**Do this**
Please find every line in the listing below that contains the word "yellow" and copy each of those lines out in full.

**Records supplied**

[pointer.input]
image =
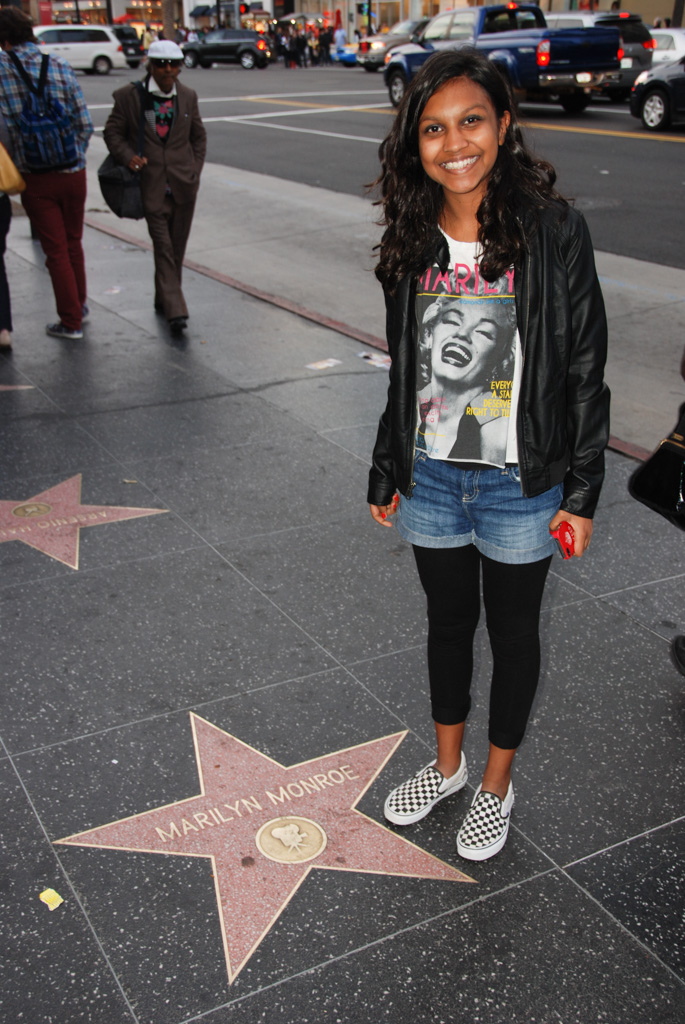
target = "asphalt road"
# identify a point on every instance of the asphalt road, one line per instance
(323, 126)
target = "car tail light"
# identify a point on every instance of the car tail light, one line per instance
(543, 53)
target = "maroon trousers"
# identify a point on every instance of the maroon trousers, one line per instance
(55, 204)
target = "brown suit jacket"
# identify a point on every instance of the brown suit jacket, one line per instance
(177, 162)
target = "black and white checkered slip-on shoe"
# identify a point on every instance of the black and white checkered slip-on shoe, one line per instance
(413, 800)
(485, 826)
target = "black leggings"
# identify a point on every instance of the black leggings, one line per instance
(512, 595)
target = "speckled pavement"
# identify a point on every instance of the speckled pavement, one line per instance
(248, 666)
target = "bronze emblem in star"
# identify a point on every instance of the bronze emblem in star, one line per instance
(52, 520)
(265, 826)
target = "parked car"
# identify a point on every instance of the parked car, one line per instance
(670, 45)
(345, 55)
(636, 42)
(130, 40)
(373, 49)
(228, 46)
(93, 49)
(562, 65)
(658, 95)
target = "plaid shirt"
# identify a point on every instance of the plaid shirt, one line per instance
(61, 85)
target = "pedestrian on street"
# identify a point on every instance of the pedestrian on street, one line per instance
(474, 225)
(5, 220)
(678, 642)
(54, 198)
(175, 142)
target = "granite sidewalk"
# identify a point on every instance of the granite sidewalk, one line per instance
(253, 658)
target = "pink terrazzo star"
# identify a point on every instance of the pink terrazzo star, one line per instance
(265, 826)
(51, 521)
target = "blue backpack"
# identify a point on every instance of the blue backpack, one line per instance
(45, 128)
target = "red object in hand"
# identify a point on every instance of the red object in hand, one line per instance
(565, 539)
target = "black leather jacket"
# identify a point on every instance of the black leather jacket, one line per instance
(563, 410)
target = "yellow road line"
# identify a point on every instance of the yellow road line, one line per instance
(314, 107)
(526, 124)
(599, 131)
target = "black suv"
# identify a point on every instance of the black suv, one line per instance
(636, 43)
(228, 46)
(128, 37)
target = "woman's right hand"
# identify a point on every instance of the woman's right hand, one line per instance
(382, 513)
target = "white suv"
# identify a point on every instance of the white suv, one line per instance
(92, 48)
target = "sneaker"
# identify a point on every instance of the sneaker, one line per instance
(59, 331)
(413, 800)
(485, 826)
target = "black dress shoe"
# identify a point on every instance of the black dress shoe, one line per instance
(678, 653)
(178, 324)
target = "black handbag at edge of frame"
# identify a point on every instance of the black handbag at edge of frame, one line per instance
(119, 184)
(659, 482)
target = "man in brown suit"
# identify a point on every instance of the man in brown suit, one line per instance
(174, 146)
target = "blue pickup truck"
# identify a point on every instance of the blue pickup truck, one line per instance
(564, 65)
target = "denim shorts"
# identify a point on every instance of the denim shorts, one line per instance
(452, 507)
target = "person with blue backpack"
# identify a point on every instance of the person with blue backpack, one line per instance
(49, 128)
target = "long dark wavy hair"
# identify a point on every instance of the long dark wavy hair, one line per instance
(413, 203)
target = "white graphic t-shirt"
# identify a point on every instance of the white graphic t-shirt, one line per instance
(469, 361)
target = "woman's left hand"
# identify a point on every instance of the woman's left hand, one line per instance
(582, 529)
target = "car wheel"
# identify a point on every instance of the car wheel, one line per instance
(101, 66)
(396, 87)
(574, 102)
(654, 113)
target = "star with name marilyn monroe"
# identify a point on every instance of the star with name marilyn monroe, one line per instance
(51, 521)
(265, 826)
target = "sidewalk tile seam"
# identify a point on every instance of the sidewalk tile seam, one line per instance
(640, 586)
(618, 924)
(74, 894)
(317, 968)
(171, 713)
(623, 842)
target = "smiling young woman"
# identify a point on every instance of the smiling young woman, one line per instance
(482, 453)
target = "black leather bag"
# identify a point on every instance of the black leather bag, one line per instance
(659, 482)
(119, 184)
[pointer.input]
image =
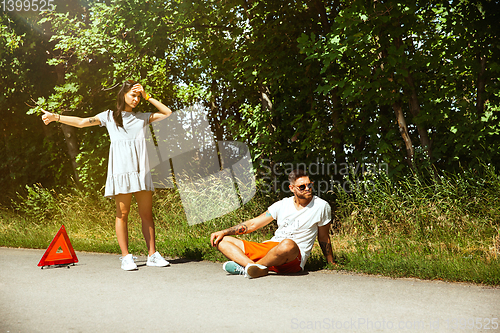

**Finished exercise**
target = "yellow road line"
# identify a point on every instance of the yellow road line, one line per instance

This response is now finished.